▸ Exercise directions: Write every record below as a two-column CSV with the header text,answer and one row per record. Put each record's text and its answer in quoted fields with line breaks replaced by spaces, and leave the pictures out.

Image point annotation records:
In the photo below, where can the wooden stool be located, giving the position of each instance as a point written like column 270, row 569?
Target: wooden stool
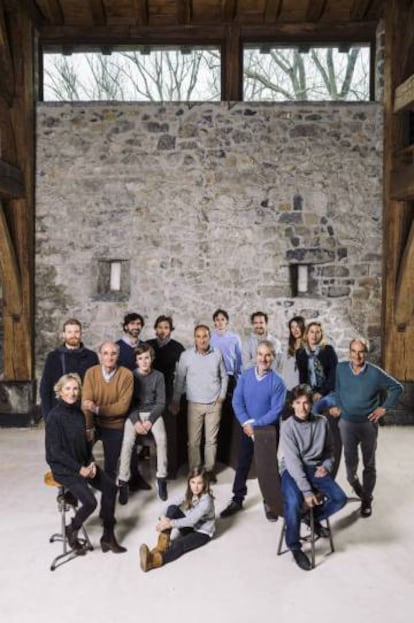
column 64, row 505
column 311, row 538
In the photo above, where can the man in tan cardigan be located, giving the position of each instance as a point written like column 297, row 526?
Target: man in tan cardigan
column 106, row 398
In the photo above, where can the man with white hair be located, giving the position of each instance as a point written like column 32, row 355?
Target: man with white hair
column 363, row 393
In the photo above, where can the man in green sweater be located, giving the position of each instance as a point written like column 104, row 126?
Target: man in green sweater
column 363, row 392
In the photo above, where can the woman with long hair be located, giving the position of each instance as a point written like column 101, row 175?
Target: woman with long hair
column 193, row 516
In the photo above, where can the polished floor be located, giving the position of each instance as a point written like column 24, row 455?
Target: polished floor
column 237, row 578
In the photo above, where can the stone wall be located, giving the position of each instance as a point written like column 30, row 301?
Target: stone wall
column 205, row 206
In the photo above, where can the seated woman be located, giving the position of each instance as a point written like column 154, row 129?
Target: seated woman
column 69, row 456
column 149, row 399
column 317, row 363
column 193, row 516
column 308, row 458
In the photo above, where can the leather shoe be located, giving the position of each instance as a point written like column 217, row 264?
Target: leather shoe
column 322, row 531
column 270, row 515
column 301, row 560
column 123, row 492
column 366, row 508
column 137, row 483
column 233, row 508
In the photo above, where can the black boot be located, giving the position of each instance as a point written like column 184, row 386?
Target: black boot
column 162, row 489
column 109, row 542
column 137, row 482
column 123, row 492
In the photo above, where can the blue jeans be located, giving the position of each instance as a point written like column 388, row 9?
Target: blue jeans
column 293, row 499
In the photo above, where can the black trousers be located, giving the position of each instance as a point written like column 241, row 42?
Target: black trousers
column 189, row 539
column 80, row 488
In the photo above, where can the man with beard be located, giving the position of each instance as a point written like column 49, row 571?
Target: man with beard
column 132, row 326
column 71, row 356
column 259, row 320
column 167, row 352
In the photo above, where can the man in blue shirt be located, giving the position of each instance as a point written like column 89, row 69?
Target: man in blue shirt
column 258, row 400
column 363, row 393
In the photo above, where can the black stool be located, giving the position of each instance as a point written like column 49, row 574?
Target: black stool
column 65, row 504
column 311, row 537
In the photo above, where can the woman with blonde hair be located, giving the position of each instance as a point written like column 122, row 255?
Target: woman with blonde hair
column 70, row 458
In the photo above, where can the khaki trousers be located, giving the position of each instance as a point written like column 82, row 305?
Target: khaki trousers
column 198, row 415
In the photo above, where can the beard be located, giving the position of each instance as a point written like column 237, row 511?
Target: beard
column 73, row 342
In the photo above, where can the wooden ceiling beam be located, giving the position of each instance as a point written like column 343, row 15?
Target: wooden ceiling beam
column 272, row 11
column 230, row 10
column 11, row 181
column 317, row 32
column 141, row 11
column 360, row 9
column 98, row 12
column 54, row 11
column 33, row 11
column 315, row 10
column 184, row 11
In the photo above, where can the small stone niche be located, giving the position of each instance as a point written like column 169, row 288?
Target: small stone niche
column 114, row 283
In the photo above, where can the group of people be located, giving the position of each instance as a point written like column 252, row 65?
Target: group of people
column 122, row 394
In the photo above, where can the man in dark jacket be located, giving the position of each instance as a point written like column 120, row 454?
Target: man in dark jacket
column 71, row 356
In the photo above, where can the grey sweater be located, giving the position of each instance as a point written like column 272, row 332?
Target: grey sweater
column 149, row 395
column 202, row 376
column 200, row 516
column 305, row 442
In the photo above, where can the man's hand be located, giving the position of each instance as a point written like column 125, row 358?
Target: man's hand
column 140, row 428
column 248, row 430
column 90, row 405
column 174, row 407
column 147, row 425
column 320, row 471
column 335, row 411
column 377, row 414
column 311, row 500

▸ Reply:
text,answer
"In the photo below, where can the wooden stool be located, giving the position of each instance as a point written like column 270, row 569? Target: wooden stool","column 64, row 505 column 311, row 538"
"In the photo above, where can the man in tan cardigan be located, giving the position of each instance as a point written like column 297, row 526? Target: man in tan cardigan","column 106, row 398"
"In the photo above, where can the man with white hair be located, giving the position of each instance as a point written like column 32, row 355? Target: man with white hair","column 363, row 393"
"In the photo above, where can the man in green sweater be located, giving the position of each instance as a point written like column 104, row 126? Target: man in green sweater","column 363, row 392"
"In the photo above, where can the woman with long hair be located, giving the position of each instance as a point written like column 101, row 175? Target: woman with long hair","column 193, row 516"
"In the photo above, where can the polished floor be located, giving the position of each instance as a point written like column 24, row 455? Target: polished floor","column 237, row 578"
"In the photo above, where can the stone wall be located, giving the position of each instance as a point written like column 30, row 301? Target: stone wall","column 205, row 206"
"In the photo above, where can the seated woman be located, giving the position of each instance as a point written like column 154, row 129? Target: seated woman","column 69, row 456 column 149, row 399 column 317, row 363 column 193, row 516 column 308, row 458"
"In the photo above, where can the leather shoe be located, giving the position of each instance as a point written like column 217, row 264? Target: leather shoe","column 322, row 531 column 270, row 515 column 301, row 560 column 123, row 492 column 366, row 508 column 137, row 483 column 233, row 508"
"In the photo above, where can the black boot be located, giving the position of each instance as a point written like column 184, row 386? Target: black boot","column 162, row 489 column 109, row 542 column 137, row 482 column 123, row 492"
"In the photo above, where can the blue jeans be located, giving the position of each instance as a point written like column 388, row 9? Target: blue jeans","column 293, row 499"
"In the photo above, where can the black trousers be located, giving the position of each instance as a point written like column 241, row 42? Target: black trousers","column 189, row 539 column 80, row 488"
"In the photo above, where can the man with beard be located, giving the position of each instance as a point written like column 49, row 571? Target: man with beard","column 132, row 326 column 71, row 356 column 259, row 320 column 167, row 352"
"In the photo above, where can the man in blue shirt be located, giving the position of each instance as a point written like column 89, row 69? Target: man in blue shirt","column 258, row 400 column 363, row 393"
"In the photo above, where can the black stool be located, giving the position of each instance as a point written like column 49, row 574? Target: black stool","column 65, row 504 column 311, row 537"
"In the photo above, where can the woman with blonde hair be located, giving the position of each instance as a point written like column 122, row 255? Target: woman with blonde hair","column 70, row 458"
"In the photo above, where can the khaki trousers be located, giving the position of each instance as a point written like column 82, row 305? Target: khaki trousers","column 198, row 415"
"In the photo above, where can the beard be located, giving the position of each instance as a point written like column 237, row 511? Target: beard","column 73, row 342"
"In the photo above, where can the wooden ceiling beam be located, giving the position of each instance as a point written like column 343, row 15? Target: wooden ceiling beam","column 272, row 11 column 230, row 10 column 11, row 181 column 317, row 32 column 141, row 11 column 360, row 9 column 98, row 12 column 54, row 11 column 33, row 11 column 315, row 10 column 184, row 11"
"In the photo above, where can the small stone niche be located, giving the position of each instance as a point written like column 169, row 288? Target: small stone niche","column 114, row 283"
"In the photo above, where can the group of people be located, giving the position of each instance as a point written like column 252, row 65? Target: group of people","column 122, row 394"
"In the photo above, where can the man in dark jacket be located, giving the position of each instance as a point written like column 120, row 454? Target: man in dark jacket","column 71, row 356"
"In the photo above, where can the grey sweater be located, giving the position of each instance as a point written like column 272, row 332? Target: grey sweater","column 149, row 395 column 202, row 376 column 200, row 516 column 305, row 442"
"In the photo above, where can the man's hand be located, giving the position of each instance as a point written like column 125, row 358? Target: man's hand","column 140, row 428 column 248, row 430 column 90, row 405 column 174, row 407 column 147, row 425 column 320, row 471 column 335, row 411 column 377, row 414 column 311, row 500"